[Provided entries start]

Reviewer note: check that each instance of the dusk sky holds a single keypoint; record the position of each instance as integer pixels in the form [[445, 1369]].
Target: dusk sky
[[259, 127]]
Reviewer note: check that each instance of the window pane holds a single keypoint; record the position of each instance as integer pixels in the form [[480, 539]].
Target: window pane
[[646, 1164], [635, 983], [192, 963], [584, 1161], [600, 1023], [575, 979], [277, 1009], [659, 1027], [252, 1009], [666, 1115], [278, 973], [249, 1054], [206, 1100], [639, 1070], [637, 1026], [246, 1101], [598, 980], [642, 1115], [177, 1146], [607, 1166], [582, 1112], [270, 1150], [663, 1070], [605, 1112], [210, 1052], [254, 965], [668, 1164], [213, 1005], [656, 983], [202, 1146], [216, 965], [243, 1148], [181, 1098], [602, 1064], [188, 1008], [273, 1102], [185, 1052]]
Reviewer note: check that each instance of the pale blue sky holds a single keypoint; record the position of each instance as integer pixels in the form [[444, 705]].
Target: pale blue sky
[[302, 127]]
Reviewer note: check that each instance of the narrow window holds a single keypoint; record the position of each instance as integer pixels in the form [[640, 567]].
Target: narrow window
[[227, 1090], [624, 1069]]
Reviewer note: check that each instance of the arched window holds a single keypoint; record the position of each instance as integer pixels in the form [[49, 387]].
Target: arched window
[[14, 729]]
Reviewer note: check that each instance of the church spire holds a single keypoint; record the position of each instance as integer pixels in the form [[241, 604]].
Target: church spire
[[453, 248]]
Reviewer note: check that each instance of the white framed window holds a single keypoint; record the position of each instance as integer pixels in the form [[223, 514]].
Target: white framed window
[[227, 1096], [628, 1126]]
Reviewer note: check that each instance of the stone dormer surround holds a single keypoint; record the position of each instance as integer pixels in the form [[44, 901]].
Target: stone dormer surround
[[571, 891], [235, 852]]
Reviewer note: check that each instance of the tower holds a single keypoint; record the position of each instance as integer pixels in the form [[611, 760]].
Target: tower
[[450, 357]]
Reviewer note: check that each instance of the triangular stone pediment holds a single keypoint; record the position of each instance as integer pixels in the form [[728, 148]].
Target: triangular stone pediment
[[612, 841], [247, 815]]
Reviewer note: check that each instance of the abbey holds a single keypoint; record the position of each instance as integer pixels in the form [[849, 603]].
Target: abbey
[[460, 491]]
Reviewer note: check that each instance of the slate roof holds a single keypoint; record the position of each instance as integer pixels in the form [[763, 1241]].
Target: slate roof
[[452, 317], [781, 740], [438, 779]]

[Provided entries end]

* What is expected *
Write out every entry exactly as given.

* Solution to this problem *
Reviewer note: check that each instance of the dusk sky holds a single keypoint; record the position of each instance as integer pixels in the form [[445, 1369]].
Target: dusk sky
[[259, 127]]
Reviewer note: check that each instance of the window pane holds a single keypoint; record the position of each instance as integer pixels in the form [[480, 539]].
Target: window pane
[[646, 1164], [635, 983], [192, 963], [584, 1161], [600, 1023], [575, 979], [277, 1009], [659, 1027], [252, 1009], [666, 1115], [278, 973], [249, 1054], [206, 1100], [639, 1070], [637, 1026], [246, 1101], [598, 980], [642, 1115], [177, 1146], [607, 1166], [582, 1112], [270, 1150], [663, 1070], [605, 1112], [210, 1052], [254, 965], [668, 1164], [213, 1005], [656, 983], [202, 1146], [216, 965], [243, 1148], [181, 1098], [602, 1064], [188, 1008], [273, 1102], [185, 1052]]
Reviewer note: check that each instance of the pale blue sky holds a single keypoint; record the position of each instance as integer pixels in the form [[444, 705]].
Target: pale blue sky
[[302, 127]]
Reviewer note: check that each instance of the narrow window holds a single keypoint; record the position of each instance as integer pixels in the form [[640, 567]].
Target: narrow window
[[227, 1090], [624, 1069]]
Reviewer note: check that each instance of the arched window holds a single keypoint; record the position of each instance as integer pixels in the form [[49, 387]].
Target: arched window
[[14, 729]]
Reviewer note: check that each instance of the church spire holds a single keypoint; record the position of each instance as integer pixels in the form [[241, 604]].
Target: church spire
[[453, 248]]
Reviewer note: check that each instance of the white framed window holds a single keypoint; record the position of each instance as integer pixels in the form [[223, 514]].
Target: white framed window
[[227, 1096], [628, 1126]]
Reviewer note: check that each instance of the stone dormer surround holds a single keypoint; record the position of each instance as integer pixels in the form [[44, 901]].
Target: stone dormer surround
[[571, 891], [235, 852]]
Reviewer note: check that each instance of the tower holds a single keypoint; record the position of each instance as integer pixels in the form [[611, 760]].
Target: tower
[[450, 357]]
Reviewer note: check that each instance of the triangular stone pediment holds a single keypoint; record the position of each instance as integer pixels in the form [[728, 148]].
Target: triangular stone pediment
[[612, 841], [247, 815]]
Reviewer note: check that each instance of the abbey holds a single keypoint; record the position of each instance as integer pixels in the form [[849, 603]].
Target: abbey
[[460, 491]]
Reviewer note: check that each instance of the slate roof holds a single keypoint; record the position of each instance as integer pixels in the form [[763, 1241]].
Target: slate roof
[[452, 317], [781, 740], [438, 779]]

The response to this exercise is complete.